* **INSTRUCTIONS FOR THE TASK**: Please edit the listing below so that "integer pixel coordinates" becomes "whole-number pixel coordinates" wherever it occurs, and leave everything else unchanged.

* **ENTRIES SHOWN**:
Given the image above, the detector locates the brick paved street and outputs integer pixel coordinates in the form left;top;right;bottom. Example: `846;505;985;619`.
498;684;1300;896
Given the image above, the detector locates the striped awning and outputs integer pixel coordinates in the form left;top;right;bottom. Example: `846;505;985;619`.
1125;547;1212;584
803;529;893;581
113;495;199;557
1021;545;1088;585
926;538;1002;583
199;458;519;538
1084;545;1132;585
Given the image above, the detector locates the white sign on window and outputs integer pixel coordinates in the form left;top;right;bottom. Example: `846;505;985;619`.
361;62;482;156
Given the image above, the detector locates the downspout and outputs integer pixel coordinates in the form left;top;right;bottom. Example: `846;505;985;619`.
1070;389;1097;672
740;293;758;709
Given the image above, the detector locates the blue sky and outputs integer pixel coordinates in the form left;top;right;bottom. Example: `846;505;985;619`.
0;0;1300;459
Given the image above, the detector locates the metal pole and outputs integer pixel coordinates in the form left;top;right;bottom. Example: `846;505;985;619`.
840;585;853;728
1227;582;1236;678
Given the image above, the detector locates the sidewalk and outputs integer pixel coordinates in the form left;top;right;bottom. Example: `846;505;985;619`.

* **EXERCISE RESULT**:
Given the image above, the detector locates the brick paved street and outputs whole-number pixel coordinates in the form left;top;right;bottom. Example: `846;505;985;619`.
498;684;1300;896
Given the image above, the detector locates the striped awning and outputs whole-number pixel coordinates in the form left;top;right;bottom. Example: `846;505;985;619`.
1125;547;1212;584
803;529;893;581
113;495;199;557
1021;545;1088;585
926;538;1002;583
199;458;519;538
1084;545;1132;585
Given the image above, the detector locates the white sign on window and outputs whole-number pixel coordinates in the form left;top;right;bottom. Example: `846;505;985;619`.
361;62;482;156
Given the image above, the detector locates the downspout and outputs whole-number pixel coordinates in the form left;top;right;bottom. Example: `846;505;985;619`.
1070;389;1097;672
740;293;758;709
Given the image above, the detector locates the blue sky and outputs whole-number pixel coordinates in the form left;top;right;bottom. Example: `846;505;985;619`.
0;0;1300;459
Given the image above, the detector locates the metal pole and outputs whole-number pixel coordinates in the form left;top;right;bottom. Example: `846;505;985;619`.
840;585;853;728
1227;582;1236;678
Given the image above, the detector locates the sidewalk and outputs whole-number pixel coordinates in the form left;top;right;bottom. Example: `846;505;985;619`.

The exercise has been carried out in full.